Selected extract:
<<<<

Longtime Wayne State University professor Joan Dunbar joined the university’s Division of Research as interim associate vice president of technology commercialization last year. In May, Hilary Ratner, vice president for research, removed the interim tag following a competitive national search in which "she emerged as the transformational leader the university sought," a news release stated.
Bloomfield-Bloomfield Hills Patch recently had the opportunity to ask Dunbar a few questions about the position, her philosophy, and the innovation going on at Wayne State University.
Congratulations on the new position, and can you describe what this opportunity means to you?
I have been at WSU for a number of years and have transitioned from being a bench scientist to now facilitating the translation of scientific discoveries into products and services for the public good. It is very exciting to be able to take that “raw“ discovery, identify the opportunity and pull together the resources to move that technology from academia to commercial development.
The processes of technology commercialization and the role of academia are evolving very rapidly and I look forward to engaging the faculty and our external partners as build the innovation engine at WSU.
In just one year, you've nearly doubled faculty invention disclosures, facilitated nine start-up opportunities, initiated a mentors-in-residence program, created an innovation fellows program, and launched the Technology Development Incubator. How are you able to manage and implement so many diverse initiatives in such a short period of time?
We have been very fortunate during the past year to have the financial support of the New Economy Initiative for Southeast Michigan (NEI). The funding has enabled WSU to implement the Technology Development Incubator, a proof-of concept program that provides funding for the validation studies for our early stage technologies.

>>>>

Material supplied:
<<<<

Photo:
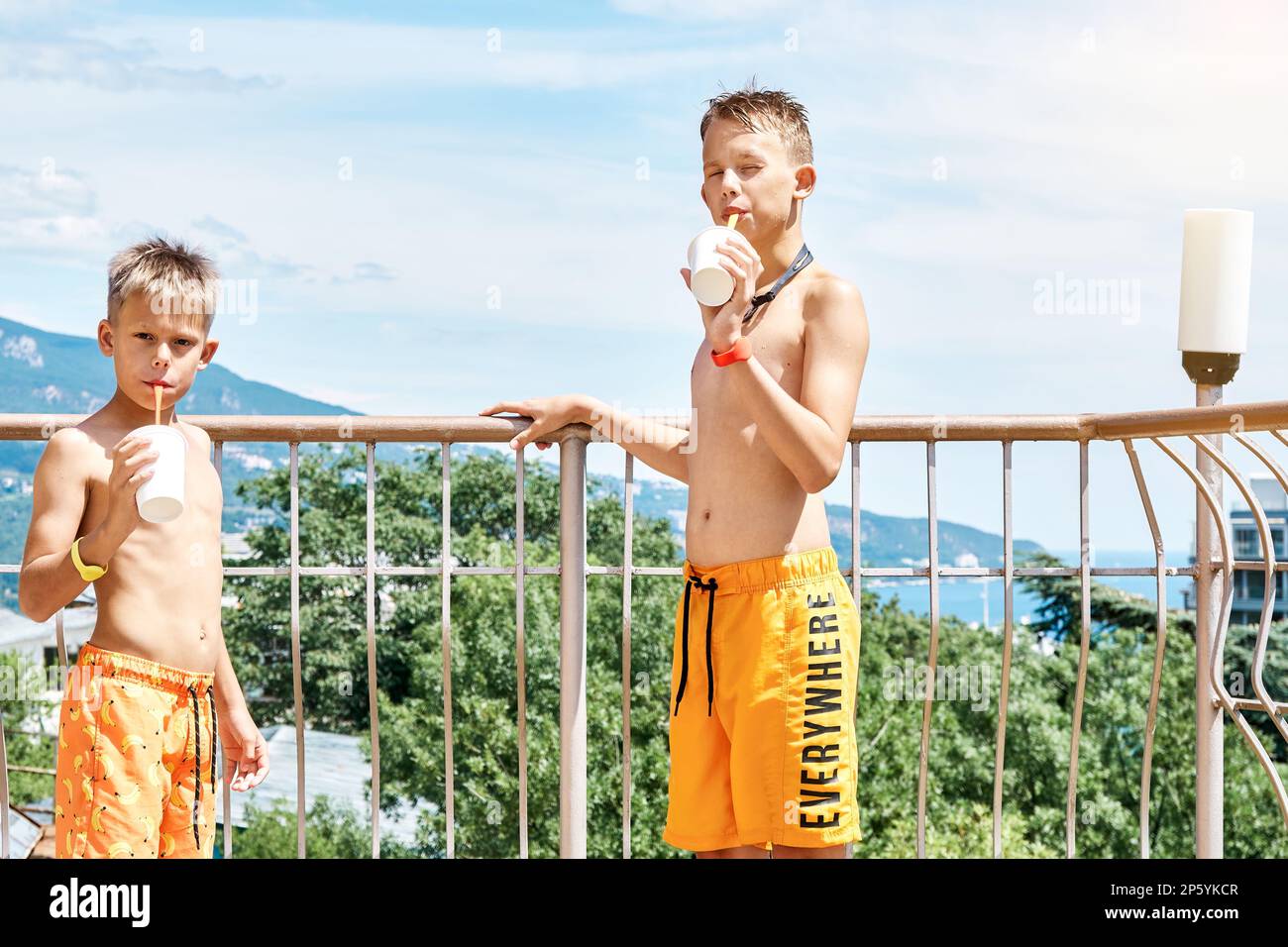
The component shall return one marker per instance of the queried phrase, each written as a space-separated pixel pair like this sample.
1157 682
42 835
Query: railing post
572 647
1209 719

>>>>

Exercise directions: Rewrite the part of the Joan Dunbar interview that opens with the words containing "Congratulations on the" and closes with "to commercial development.", changing "bench scientist" to "laboratory researcher".

Task result:
Congratulations on the new position, and can you describe what this opportunity means to you?
I have been at WSU for a number of years and have transitioned from being a laboratory researcher to now facilitating the translation of scientific discoveries into products and services for the public good. It is very exciting to be able to take that “raw“ discovery, identify the opportunity and pull together the resources to move that technology from academia to commercial development.